### Dataset records ###

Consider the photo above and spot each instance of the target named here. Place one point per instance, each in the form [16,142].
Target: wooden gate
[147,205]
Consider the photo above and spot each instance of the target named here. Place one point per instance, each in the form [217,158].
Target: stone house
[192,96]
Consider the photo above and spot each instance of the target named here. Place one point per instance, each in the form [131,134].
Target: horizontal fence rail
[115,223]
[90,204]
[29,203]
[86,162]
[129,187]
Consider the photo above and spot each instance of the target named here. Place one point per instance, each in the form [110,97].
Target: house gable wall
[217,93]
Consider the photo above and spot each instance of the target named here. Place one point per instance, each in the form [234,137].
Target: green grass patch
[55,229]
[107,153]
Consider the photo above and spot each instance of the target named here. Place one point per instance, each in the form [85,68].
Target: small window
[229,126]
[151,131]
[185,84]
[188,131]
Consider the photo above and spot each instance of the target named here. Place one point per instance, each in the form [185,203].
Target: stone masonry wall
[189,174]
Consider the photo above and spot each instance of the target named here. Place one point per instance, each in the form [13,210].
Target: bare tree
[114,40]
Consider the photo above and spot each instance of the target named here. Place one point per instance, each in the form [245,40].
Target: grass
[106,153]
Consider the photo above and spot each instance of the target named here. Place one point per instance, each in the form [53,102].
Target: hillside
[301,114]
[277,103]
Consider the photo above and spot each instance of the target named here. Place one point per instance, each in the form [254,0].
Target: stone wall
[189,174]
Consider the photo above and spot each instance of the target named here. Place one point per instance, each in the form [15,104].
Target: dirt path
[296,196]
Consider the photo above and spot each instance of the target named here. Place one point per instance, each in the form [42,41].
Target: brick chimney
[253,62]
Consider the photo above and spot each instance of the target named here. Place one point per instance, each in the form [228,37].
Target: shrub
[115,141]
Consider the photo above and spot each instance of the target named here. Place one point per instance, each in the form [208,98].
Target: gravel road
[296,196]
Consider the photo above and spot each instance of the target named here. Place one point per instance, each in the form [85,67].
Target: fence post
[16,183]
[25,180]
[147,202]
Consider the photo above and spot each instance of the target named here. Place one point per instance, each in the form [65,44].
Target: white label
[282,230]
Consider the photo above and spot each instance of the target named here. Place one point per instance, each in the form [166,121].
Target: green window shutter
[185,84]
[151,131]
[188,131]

###

§ What to work on
Each entry must be reproduced verbatim.

§ Output of the task
Consider the photo above and spot each instance of the target named here. Place one point per instance, each in the form [16,142].
Target: wooden gate
[147,205]
Consider the photo above and spot each instance of the target named here. Place one point per instance, each in the form [217,158].
Target: stone house
[192,96]
Consider the photo above and spot each instance of the target named here. Place one point per instance, each in the form [131,134].
Target: horizontal fence rail
[115,223]
[90,204]
[29,203]
[86,162]
[129,187]
Consider the photo above and spot each instance of the target named here. Place one point per instance, each in the form [110,97].
Target: house gable wall
[217,93]
Consider the photo above and spot each instance of the target named here. Place one point per instance, each in the form [234,137].
Target: green grass patch
[55,229]
[107,153]
Consider the photo above and spot each instance of the target named here. Place one point per instance, each in the form [85,68].
Target: small window
[229,126]
[151,131]
[185,84]
[188,131]
Consider the photo above and spot each instance of the target named here. Place one point per instance, each in the form [185,203].
Target: stone masonry wall
[189,174]
Consider the photo above and spot each instance of the target named here. Place one point per instance, each in the form [13,210].
Target: bare tree
[114,40]
Consider the photo above and spot each instance of the target named here. Place one point per instance, each in the form [245,40].
Target: grass
[106,153]
Consider the photo above and spot each instance of the target named here. Place one point per instance, each in the form [53,102].
Target: hillside
[301,114]
[277,103]
Consider the photo above and spot each instance of the target named here. Place one point per instance, each in the form [254,0].
Target: stone wall
[189,174]
Consider the photo above and spot each instance of the target named here. Place one point per instance, each in the form [15,104].
Target: dirt path
[296,196]
Consider the photo above and spot each instance of the target named here. Place one point per instance, each in the form [42,41].
Target: brick chimney
[253,62]
Consider the photo above and spot each instance of the target named here. Place one point per instance, each in the form [228,37].
Target: shrub
[115,141]
Consider the photo above and spot each instance of the target named here. Place one point per instance, each in the form [208,98].
Target: gravel road
[296,196]
Consider the photo above and spot each instance of the target named here. Place one point per instance, each in the form [85,67].
Target: fence post
[16,183]
[25,180]
[147,202]
Consider the photo above and spot each instance of the target named here. Place one point per instance, each in the form [65,44].
Target: white label
[282,230]
Consider the photo above and spot each instance of the target named here. Place one point per instance, each in the form [166,121].
Target: green window shutter
[185,84]
[151,131]
[188,131]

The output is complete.